**Stated exercise 1**:
Answer these questions about the LLVM commit notice:
(a) What is the new revision number?
(b) Which problem does the change say it fixes?
(c) Which test file was modified?

### Extracted text ###

[llvm] r216629 - [FastISel][AArch64] Don't fold instructions too aggressively into the memory operation.

Wed Aug 27 15:52:33 PDT 2014

Author: ributzka
Date: Wed Aug 27 17:52:33 2014
New Revision: 216629

URL: http://llvm.org/viewvc/llvm-project?rev=216629&view=rev
Log:
[FastISel][AArch64] Don't fold instructions too aggressively into the memory operation.

Currently instructions are folded very aggressively into the memory operation,
which can lead to the use of killed operands:
  %vreg1<def> = ADDXri %vreg0<kill>, 2
  %vreg2<def> = LDRBBui %vreg0, 2
  ... = ... %vreg1 ...

This usually happens when the result is also used by another non-memory
instruction in the same basic block, or any instruction in another basic block.

If the computed address is used by only memory operations in the same basic
block, then it is safe to fold them. This is because all memory operations will
fold the address computation and the original computation will never be emitted.

This fixes rdar://problem/18142857.

Modified:
    llvm/trunk/lib/Target/AArch64/AArch64FastISel.cpp
    llvm/trunk/test/CodeGen/AArch64/fast-isel-addressing-modes.ll

Modified: llvm/trunk/lib/Target/AArch64/AArch64FastISel.cpp
URL: http://llvm.org/viewvc/llvm-project/llvm/trunk/lib/Target/AArch64/AArch64FastISel.cpp?rev=216629&r1=216628&r2=216629&view=diff
==============================================================================

--- llvm/trunk/lib/Target/AArch64/AArch64FastISel.cpp (original)
+++ llvm/trunk/lib/Target/AArch64/AArch64FastISel.cpp Wed Aug 27 17:52:33 2014
@@ -134,7 +134,11 @@ private:
   // Utility helper routines.

### Given data ###

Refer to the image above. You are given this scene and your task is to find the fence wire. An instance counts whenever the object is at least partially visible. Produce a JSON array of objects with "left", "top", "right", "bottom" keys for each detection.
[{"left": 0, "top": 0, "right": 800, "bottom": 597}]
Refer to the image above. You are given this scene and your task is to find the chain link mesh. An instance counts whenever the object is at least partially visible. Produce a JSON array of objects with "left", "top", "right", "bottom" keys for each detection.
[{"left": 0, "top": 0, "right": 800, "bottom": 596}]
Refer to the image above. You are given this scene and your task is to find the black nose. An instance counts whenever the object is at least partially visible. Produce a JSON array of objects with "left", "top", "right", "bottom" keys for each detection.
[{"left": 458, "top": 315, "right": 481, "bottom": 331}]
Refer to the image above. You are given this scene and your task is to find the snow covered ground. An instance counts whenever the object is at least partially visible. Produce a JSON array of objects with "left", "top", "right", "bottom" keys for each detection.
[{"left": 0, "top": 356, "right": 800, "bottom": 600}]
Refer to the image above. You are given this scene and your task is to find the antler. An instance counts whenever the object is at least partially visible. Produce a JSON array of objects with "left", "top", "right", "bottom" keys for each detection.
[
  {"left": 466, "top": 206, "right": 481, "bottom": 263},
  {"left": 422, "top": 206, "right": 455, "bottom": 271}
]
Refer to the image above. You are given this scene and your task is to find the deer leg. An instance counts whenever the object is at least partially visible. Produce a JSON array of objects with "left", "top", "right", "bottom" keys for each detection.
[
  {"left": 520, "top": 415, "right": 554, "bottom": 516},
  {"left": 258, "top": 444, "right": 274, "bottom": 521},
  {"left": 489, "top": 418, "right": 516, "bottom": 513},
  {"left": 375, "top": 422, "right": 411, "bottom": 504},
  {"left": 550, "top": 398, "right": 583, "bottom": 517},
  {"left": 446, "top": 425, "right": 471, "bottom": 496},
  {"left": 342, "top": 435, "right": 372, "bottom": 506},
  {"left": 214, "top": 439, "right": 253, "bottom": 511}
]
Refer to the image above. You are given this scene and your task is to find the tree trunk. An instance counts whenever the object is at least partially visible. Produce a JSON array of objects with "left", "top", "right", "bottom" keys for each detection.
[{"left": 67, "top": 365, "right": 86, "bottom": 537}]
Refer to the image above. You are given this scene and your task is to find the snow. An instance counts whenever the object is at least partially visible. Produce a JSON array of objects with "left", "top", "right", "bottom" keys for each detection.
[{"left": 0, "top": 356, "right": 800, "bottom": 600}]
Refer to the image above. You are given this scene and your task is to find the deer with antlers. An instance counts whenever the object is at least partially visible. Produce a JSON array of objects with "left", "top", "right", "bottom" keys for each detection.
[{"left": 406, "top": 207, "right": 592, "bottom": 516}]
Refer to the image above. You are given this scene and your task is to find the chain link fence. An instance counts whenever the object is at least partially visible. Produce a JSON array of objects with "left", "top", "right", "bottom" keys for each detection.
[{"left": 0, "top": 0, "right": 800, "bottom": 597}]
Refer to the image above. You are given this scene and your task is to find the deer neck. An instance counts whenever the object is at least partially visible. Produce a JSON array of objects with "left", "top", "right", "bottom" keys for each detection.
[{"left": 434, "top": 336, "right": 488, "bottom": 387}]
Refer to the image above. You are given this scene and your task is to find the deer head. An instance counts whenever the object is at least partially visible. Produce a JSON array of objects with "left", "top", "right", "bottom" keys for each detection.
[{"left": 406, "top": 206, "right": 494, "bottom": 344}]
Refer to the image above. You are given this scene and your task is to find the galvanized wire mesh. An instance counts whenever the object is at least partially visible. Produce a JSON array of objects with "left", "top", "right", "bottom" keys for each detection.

###

**Stated exercise 2**:
Please state how many lines of the records contain the word "black". Case counts, and the reply should be the number alone.

**Final result 1**:
(a) 216629
(b) rdar://problem/18142857
(c) llvm/trunk/test/CodeGen/AArch64/fast-isel-addressing-modes.ll

**Final result 2**:
1